Data:
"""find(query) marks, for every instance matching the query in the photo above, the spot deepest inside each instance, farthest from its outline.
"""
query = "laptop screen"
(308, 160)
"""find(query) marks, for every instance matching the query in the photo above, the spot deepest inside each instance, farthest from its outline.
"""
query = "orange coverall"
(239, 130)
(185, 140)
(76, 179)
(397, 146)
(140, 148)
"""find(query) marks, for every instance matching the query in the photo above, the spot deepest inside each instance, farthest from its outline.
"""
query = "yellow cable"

Exercise description:
Please update the items above, changing every "outline" to "boundary" and keeping everything else the same.

Worked solution:
"""find(query) marks, for every instance matching the query in the photo above, the spot deepest inside each instance, farthest from its boundary.
"""
query = "laptop screen"
(308, 160)
"""find(query) marks, for every instance matching the query in the photo above, the spot deepest inside each instance, farthest from its boundary.
"""
query = "orange coverall"
(239, 130)
(185, 140)
(76, 179)
(397, 146)
(140, 148)
"""find(query) marks, for every instance matching the query in the photo above, the spot deepest inside each instance, farthest from its boundary.
"""
query = "yellow cable"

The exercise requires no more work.